— BEGIN —
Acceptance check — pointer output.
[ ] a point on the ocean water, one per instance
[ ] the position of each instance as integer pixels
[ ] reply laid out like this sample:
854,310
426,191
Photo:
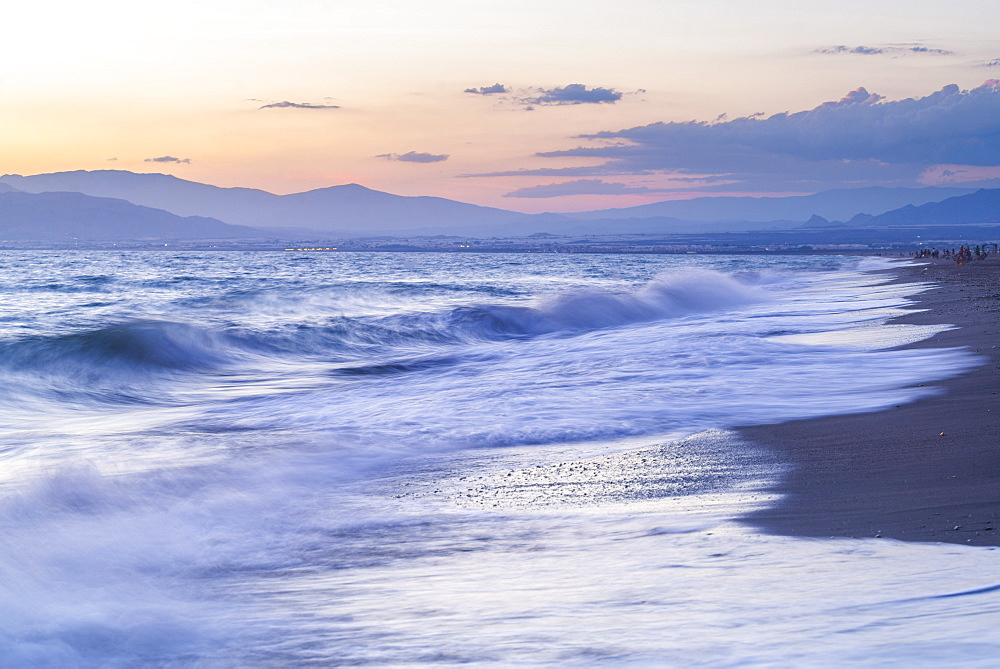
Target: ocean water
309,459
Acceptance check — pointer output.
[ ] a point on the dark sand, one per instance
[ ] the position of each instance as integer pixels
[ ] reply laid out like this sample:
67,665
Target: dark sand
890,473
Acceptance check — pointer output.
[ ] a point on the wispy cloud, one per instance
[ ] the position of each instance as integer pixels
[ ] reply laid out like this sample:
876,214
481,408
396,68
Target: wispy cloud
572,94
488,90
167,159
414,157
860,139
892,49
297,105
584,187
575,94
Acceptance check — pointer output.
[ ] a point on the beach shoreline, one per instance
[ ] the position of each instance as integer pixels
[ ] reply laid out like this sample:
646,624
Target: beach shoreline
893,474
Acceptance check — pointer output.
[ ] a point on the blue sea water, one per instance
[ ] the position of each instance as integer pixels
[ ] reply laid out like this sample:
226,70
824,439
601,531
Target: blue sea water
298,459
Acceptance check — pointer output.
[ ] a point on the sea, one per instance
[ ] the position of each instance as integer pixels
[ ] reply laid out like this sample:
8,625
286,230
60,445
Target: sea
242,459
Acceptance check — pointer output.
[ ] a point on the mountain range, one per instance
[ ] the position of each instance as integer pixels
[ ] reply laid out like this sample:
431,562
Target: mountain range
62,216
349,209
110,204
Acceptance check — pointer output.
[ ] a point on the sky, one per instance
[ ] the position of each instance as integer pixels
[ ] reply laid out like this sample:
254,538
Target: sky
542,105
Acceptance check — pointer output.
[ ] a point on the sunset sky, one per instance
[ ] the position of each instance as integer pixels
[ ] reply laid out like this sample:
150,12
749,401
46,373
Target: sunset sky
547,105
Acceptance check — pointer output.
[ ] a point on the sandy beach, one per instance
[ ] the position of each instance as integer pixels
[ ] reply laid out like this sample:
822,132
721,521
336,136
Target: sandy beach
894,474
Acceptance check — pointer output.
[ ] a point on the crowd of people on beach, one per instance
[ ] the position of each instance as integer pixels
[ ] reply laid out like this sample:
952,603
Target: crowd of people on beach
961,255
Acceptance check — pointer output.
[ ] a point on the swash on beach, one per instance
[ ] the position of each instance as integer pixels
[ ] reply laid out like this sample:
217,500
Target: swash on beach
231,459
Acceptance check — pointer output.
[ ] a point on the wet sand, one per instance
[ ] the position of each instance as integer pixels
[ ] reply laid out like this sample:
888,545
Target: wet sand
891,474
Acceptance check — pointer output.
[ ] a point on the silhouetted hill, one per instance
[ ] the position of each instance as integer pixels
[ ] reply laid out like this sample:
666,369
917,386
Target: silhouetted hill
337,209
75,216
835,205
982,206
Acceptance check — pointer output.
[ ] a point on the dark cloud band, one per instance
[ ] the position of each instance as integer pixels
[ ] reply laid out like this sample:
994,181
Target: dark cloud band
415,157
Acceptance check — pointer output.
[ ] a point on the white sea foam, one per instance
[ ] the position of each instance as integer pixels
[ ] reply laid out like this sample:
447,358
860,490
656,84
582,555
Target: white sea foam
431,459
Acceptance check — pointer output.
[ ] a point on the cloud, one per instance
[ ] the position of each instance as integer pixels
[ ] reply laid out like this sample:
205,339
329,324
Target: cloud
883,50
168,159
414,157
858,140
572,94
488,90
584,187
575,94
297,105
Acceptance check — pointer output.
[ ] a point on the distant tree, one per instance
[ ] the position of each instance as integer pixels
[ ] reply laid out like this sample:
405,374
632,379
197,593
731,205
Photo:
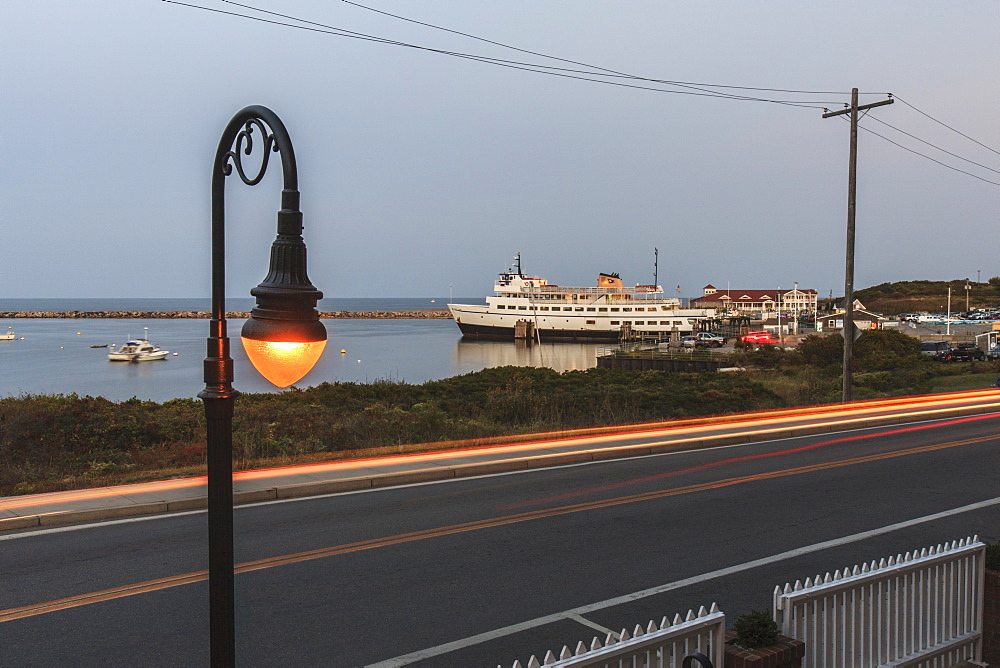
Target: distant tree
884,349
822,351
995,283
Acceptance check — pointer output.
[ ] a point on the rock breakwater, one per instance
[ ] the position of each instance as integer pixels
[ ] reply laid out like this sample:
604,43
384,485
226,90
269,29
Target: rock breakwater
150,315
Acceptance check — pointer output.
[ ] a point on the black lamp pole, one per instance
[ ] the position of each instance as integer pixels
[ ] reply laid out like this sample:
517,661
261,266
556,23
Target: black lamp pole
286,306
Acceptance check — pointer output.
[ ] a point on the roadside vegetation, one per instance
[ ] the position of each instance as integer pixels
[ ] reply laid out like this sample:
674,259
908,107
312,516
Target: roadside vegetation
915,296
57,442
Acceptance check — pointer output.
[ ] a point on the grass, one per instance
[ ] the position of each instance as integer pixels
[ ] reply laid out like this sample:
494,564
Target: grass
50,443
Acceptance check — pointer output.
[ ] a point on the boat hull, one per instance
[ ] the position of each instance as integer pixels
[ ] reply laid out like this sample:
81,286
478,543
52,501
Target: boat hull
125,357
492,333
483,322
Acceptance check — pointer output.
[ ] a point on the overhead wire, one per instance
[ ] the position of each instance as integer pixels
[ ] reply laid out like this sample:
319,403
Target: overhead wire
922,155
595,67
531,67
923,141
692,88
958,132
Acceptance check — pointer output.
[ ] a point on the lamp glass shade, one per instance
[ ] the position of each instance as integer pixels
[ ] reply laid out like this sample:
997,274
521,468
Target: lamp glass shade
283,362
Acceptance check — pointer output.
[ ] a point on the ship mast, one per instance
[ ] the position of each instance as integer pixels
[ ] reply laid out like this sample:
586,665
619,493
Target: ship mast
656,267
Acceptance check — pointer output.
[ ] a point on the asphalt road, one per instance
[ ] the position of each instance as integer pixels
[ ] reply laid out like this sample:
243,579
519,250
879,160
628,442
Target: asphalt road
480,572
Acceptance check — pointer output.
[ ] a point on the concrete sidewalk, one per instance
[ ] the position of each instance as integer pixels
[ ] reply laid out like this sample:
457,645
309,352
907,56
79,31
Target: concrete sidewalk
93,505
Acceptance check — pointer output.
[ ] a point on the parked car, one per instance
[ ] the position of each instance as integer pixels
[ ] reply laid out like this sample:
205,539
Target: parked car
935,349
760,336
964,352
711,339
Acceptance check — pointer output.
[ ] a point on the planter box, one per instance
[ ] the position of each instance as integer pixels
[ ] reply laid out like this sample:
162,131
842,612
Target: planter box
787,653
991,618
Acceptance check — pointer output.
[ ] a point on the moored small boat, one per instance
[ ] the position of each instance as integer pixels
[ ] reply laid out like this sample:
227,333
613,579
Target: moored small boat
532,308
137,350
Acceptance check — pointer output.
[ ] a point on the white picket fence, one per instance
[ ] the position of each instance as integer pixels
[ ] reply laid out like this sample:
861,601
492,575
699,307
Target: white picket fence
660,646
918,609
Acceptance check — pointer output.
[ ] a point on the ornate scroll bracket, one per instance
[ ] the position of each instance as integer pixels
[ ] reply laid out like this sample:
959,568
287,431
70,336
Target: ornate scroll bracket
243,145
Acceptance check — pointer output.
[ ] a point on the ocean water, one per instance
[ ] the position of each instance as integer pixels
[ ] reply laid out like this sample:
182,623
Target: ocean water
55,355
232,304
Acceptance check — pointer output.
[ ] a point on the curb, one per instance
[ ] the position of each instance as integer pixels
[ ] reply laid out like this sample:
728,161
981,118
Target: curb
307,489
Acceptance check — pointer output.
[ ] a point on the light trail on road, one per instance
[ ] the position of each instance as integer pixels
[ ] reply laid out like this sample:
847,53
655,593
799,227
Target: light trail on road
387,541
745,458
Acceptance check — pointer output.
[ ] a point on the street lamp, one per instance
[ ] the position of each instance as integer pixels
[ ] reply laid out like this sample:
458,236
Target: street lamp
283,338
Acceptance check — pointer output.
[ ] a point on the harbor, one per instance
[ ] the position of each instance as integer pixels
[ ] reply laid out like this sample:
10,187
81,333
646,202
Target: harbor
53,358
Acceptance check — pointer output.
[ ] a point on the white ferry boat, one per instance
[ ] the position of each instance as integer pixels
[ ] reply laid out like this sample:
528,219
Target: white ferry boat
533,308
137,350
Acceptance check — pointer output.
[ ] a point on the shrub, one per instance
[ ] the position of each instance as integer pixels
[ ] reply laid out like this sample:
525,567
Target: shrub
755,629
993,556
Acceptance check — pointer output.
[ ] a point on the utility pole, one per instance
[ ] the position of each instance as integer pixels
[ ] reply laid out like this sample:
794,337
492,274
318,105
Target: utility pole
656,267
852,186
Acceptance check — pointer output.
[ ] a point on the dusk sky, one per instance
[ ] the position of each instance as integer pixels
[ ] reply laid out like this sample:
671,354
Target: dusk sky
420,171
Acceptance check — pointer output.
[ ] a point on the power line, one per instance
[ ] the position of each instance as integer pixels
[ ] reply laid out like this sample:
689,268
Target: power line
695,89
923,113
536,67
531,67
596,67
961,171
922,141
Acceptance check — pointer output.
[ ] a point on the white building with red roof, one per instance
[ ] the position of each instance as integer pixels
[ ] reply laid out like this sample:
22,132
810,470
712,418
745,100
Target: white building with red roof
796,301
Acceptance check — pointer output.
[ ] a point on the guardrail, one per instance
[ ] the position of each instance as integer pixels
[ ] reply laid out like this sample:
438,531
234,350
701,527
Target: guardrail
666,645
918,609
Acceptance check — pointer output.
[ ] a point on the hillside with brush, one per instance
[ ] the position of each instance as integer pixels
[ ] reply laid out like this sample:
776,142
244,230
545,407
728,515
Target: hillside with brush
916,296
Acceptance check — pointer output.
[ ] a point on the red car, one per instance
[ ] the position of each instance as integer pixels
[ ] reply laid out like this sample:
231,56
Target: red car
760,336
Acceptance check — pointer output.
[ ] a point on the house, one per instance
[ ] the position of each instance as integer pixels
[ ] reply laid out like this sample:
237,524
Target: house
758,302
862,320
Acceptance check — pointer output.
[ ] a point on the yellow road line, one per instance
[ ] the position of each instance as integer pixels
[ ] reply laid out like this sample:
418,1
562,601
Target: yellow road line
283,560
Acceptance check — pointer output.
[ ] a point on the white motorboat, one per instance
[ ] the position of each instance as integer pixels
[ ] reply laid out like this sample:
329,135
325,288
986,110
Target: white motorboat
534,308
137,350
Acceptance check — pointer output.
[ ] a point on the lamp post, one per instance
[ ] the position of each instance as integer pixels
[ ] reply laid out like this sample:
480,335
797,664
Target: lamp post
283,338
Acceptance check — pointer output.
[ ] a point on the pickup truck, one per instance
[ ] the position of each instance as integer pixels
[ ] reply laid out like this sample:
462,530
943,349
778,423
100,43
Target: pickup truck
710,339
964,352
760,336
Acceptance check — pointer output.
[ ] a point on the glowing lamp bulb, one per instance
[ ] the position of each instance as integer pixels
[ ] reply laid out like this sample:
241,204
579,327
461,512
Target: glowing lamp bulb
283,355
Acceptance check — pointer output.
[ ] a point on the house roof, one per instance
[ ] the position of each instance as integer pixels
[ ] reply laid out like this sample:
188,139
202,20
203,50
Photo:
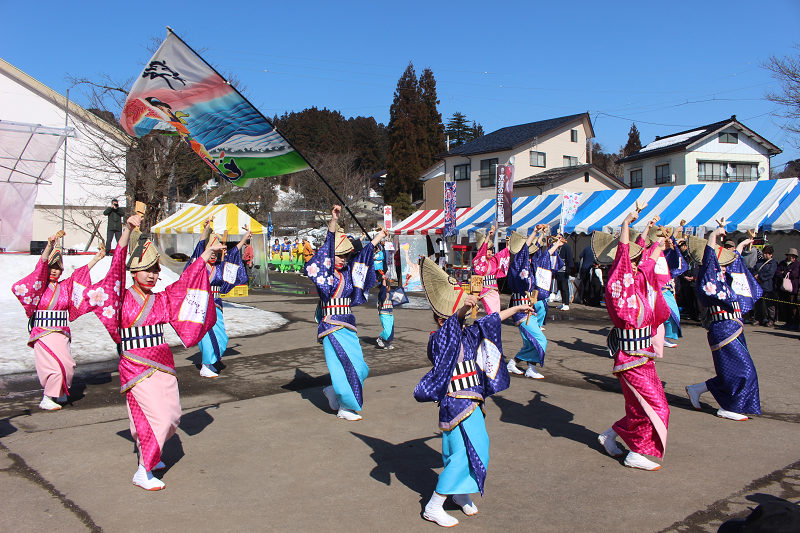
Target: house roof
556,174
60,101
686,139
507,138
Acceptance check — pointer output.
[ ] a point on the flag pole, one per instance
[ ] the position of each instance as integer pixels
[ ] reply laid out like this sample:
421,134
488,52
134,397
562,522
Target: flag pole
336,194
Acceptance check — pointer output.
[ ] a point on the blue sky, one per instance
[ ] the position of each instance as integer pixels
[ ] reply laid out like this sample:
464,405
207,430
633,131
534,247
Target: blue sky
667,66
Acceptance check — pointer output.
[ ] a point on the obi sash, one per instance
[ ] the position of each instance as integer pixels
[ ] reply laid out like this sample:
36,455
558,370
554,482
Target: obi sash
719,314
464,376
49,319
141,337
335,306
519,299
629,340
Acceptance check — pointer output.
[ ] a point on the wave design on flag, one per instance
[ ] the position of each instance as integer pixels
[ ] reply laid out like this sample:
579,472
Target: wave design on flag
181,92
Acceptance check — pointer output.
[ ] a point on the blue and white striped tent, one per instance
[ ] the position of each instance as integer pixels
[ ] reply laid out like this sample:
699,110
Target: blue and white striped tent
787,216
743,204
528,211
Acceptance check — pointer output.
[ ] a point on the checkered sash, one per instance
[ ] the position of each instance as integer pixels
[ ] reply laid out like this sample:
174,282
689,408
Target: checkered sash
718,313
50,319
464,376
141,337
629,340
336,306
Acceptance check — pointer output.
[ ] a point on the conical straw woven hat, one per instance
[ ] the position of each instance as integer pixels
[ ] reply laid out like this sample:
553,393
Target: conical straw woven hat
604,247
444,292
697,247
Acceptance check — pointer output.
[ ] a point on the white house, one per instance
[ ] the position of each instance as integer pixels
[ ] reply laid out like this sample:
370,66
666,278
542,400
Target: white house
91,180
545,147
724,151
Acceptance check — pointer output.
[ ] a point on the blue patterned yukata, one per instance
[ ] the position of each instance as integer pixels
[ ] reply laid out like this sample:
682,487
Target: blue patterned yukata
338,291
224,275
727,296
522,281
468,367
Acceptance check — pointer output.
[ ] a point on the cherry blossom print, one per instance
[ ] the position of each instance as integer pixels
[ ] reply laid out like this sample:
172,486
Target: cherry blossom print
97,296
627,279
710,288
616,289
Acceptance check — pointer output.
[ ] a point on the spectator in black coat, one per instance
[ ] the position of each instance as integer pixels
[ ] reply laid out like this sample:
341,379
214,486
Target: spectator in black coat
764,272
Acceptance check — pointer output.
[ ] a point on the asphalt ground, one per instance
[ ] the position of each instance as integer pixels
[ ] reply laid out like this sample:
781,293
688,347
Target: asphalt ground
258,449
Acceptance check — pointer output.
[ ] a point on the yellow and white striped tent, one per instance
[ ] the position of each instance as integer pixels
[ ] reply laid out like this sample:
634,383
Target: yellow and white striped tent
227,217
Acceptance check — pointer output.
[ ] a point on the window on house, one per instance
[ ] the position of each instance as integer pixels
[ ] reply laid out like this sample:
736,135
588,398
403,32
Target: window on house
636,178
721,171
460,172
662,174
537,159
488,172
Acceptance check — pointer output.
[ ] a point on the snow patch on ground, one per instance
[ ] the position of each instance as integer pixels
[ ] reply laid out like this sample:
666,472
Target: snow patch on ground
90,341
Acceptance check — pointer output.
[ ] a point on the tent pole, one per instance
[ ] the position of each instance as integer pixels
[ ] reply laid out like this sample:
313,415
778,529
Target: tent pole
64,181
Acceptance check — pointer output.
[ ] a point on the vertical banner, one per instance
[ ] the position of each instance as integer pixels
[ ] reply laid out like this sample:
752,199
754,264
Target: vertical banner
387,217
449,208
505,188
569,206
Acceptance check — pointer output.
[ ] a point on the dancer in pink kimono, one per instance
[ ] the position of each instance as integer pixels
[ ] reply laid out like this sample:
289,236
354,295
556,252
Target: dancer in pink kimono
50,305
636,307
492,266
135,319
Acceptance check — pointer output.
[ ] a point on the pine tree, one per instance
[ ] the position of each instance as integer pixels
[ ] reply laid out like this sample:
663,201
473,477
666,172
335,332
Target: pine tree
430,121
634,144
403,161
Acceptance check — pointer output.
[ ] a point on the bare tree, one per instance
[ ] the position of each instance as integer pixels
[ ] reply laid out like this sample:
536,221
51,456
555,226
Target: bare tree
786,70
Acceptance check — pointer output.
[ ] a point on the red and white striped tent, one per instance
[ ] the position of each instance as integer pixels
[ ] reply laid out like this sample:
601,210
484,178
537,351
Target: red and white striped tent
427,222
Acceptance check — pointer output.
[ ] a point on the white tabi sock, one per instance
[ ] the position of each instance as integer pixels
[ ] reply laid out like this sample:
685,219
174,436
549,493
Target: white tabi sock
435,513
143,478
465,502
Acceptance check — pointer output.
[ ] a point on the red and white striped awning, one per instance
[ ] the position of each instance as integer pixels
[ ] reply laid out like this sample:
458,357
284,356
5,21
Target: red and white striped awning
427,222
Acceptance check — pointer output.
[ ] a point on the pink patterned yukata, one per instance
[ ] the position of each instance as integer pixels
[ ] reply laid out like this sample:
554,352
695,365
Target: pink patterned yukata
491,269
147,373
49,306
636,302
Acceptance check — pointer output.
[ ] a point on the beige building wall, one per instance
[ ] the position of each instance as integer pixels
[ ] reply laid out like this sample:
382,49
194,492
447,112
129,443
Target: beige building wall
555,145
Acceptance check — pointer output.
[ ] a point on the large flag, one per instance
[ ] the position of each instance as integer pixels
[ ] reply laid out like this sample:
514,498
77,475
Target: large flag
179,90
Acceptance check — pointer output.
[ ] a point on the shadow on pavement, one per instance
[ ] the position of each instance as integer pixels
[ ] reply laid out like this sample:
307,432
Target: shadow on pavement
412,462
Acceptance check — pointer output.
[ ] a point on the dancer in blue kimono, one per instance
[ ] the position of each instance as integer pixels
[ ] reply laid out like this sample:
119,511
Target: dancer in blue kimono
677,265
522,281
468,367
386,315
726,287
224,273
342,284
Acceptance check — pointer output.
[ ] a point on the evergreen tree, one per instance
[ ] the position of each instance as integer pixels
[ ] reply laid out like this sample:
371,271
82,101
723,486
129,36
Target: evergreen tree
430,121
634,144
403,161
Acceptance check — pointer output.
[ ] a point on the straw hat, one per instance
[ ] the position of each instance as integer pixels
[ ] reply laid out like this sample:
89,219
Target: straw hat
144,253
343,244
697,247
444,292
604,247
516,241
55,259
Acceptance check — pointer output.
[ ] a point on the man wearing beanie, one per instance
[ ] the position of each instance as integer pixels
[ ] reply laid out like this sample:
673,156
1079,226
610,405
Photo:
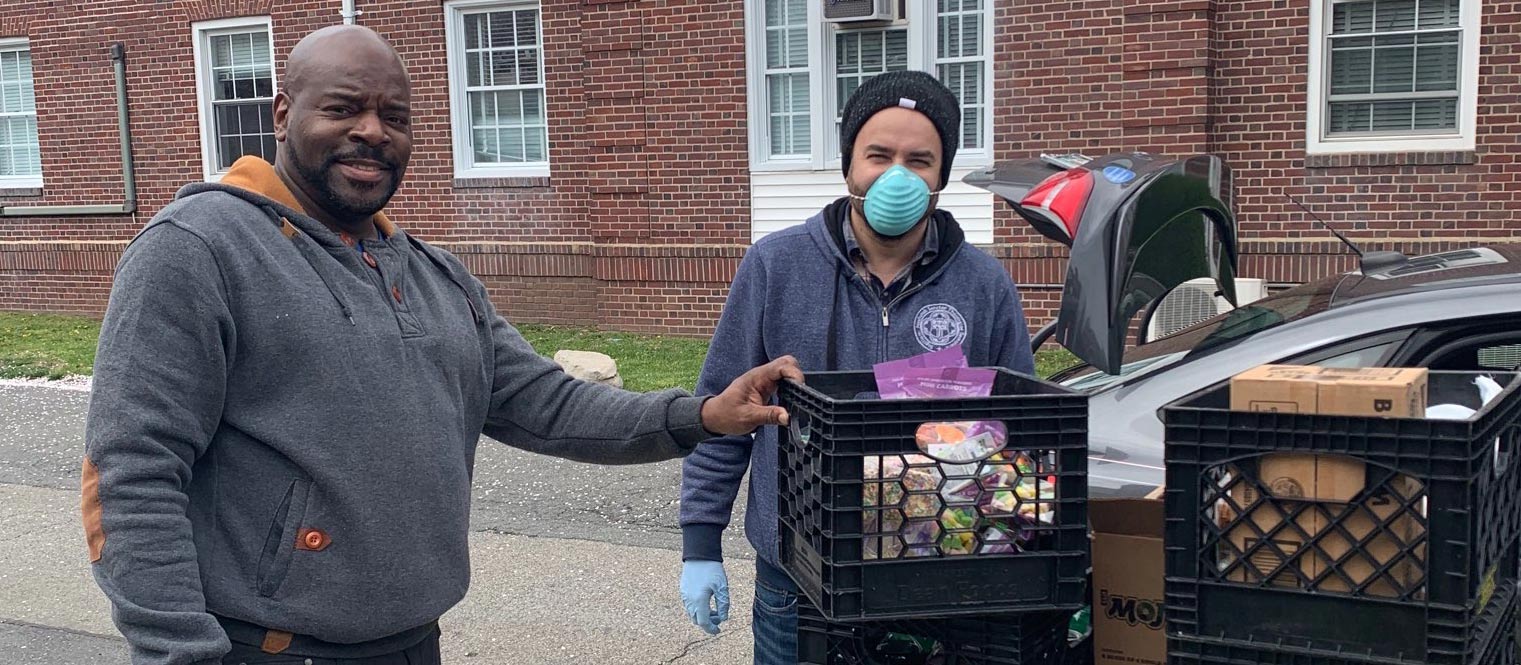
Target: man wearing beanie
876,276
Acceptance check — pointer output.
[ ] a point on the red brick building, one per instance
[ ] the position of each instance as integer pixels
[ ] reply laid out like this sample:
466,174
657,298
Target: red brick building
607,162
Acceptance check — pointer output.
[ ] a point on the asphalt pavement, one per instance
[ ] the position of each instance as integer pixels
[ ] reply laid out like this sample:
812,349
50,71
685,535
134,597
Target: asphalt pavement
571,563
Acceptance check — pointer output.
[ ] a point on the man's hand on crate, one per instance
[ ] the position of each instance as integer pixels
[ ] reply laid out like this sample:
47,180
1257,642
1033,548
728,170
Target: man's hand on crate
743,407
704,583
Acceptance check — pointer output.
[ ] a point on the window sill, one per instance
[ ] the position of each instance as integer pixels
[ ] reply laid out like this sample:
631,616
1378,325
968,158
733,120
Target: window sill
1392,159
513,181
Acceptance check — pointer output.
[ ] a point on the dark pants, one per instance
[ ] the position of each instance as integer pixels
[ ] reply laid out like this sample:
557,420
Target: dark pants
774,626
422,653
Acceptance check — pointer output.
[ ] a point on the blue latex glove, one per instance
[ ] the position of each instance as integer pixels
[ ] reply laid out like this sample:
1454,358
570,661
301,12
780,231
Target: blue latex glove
— END —
Select and copy each line of the records that contains the word "wearing".

> [SOLUTION BELOW]
[ ] a point on the man wearing beanie, one per instance
Target: man wearing beanie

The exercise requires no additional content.